### Data items
start

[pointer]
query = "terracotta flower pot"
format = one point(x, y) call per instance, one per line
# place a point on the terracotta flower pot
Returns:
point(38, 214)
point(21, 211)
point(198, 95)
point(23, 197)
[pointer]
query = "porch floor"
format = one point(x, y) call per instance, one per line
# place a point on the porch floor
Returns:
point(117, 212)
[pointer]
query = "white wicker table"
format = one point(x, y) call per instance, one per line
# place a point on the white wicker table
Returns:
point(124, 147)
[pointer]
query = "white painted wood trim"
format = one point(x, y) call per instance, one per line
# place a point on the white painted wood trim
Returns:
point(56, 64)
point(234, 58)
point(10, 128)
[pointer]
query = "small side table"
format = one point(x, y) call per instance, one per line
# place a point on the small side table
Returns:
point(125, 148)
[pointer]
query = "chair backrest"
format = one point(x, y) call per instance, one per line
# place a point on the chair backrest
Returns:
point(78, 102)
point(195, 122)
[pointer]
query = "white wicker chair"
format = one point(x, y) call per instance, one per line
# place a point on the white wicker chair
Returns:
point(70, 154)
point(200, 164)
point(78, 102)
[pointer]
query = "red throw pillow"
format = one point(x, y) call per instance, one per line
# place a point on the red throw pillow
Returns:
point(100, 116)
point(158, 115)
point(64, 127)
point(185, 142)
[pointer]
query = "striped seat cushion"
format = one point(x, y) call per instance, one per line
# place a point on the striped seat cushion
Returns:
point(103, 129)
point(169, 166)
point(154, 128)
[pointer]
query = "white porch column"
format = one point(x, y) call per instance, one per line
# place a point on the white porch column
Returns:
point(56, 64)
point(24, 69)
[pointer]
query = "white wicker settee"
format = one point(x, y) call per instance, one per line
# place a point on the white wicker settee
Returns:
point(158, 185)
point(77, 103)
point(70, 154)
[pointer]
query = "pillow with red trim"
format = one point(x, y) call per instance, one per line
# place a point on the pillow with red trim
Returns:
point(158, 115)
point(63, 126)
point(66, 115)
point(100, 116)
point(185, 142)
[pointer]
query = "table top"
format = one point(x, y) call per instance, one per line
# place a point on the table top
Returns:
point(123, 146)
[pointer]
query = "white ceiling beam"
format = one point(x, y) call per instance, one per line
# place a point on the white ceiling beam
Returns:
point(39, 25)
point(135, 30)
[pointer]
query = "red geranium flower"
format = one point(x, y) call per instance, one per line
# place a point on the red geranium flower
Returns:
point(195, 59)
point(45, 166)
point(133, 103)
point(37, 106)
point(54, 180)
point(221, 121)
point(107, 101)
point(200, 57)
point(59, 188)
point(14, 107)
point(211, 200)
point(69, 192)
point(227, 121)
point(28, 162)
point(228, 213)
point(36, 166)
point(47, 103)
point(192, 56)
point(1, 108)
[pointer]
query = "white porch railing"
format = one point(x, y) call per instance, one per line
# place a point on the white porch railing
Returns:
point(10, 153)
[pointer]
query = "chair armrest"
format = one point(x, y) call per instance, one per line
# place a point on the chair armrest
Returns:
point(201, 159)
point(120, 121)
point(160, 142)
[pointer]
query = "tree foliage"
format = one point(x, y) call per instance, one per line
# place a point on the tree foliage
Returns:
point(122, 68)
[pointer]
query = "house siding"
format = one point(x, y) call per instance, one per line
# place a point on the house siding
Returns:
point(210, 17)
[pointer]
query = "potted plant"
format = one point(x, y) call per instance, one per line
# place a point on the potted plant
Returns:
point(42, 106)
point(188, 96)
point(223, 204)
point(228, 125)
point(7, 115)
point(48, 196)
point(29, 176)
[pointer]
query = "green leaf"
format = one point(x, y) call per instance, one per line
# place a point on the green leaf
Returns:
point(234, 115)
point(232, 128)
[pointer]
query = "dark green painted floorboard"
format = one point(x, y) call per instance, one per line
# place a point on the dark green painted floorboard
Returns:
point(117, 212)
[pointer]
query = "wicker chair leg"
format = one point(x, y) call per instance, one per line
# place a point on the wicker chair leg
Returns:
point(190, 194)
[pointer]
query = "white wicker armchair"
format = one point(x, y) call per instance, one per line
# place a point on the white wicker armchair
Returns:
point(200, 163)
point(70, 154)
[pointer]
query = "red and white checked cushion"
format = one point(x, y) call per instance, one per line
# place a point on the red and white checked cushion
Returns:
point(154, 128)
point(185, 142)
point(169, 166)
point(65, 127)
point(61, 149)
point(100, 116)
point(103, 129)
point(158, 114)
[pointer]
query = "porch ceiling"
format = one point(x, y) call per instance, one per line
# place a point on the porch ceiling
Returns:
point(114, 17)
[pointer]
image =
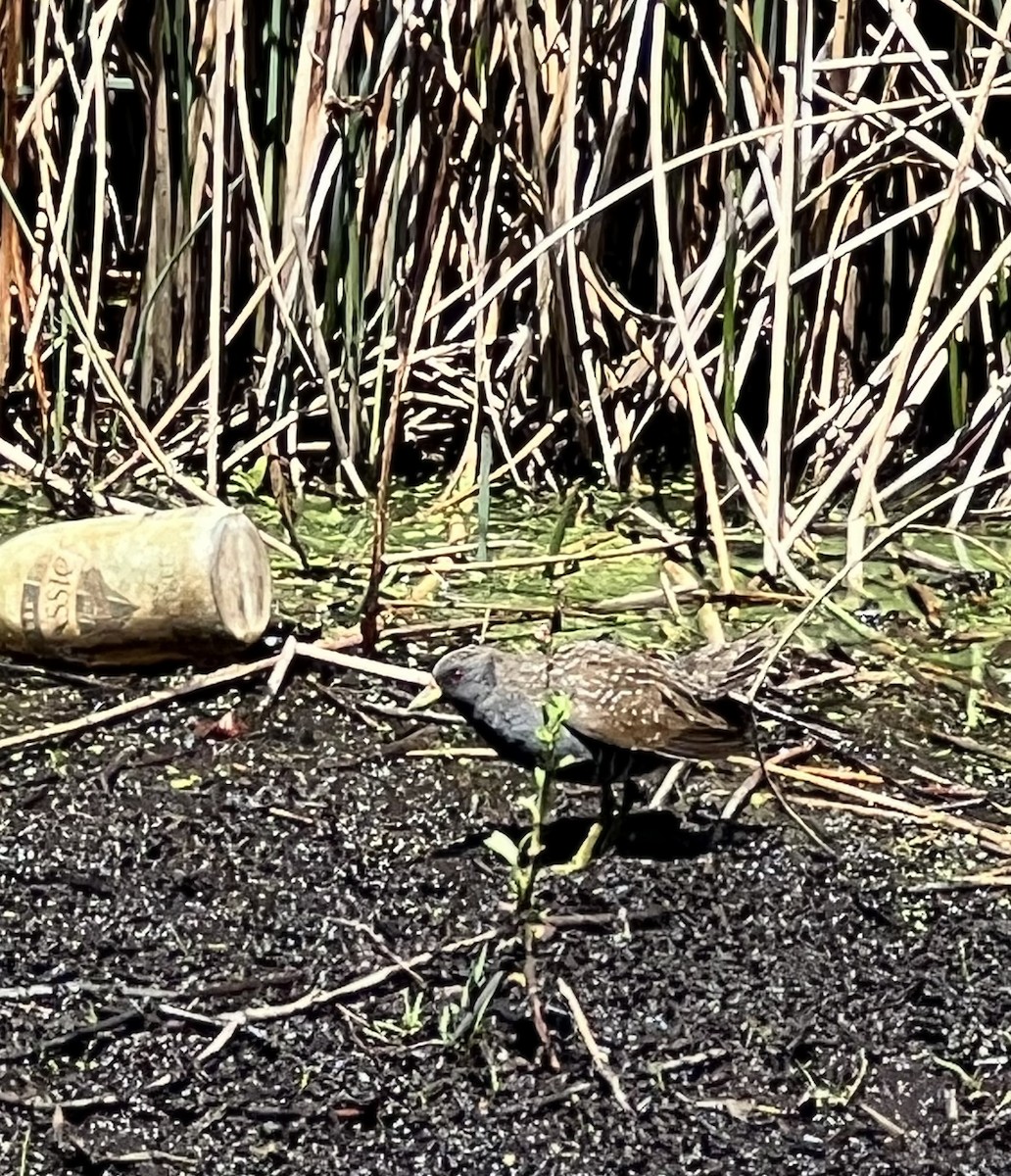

end

### WHAT YOU SHOULD DO
Copy the stretch of the listing from its start through the line containing "point(124, 147)", keeping every line unchanged except the answer coordinates. Offset each of those coordinates by adding 124 to it.

### FULL OUTPUT
[pointer]
query = "terracotta flower pot"
format = one point(x, y) call per instance, one per line
# place a point on the terracotta flower pot
Returns:
point(162, 338)
point(145, 335)
point(322, 219)
point(147, 321)
[pointer]
query = "porch floor"
format = one point(x, y) call per instance, one per line
# place a point on the porch floor
Returns:
point(241, 336)
[pointer]
query = "white wicker table"
format = one point(x, y) call per instance, one per line
# place a point on the white wicker table
Returns:
point(248, 271)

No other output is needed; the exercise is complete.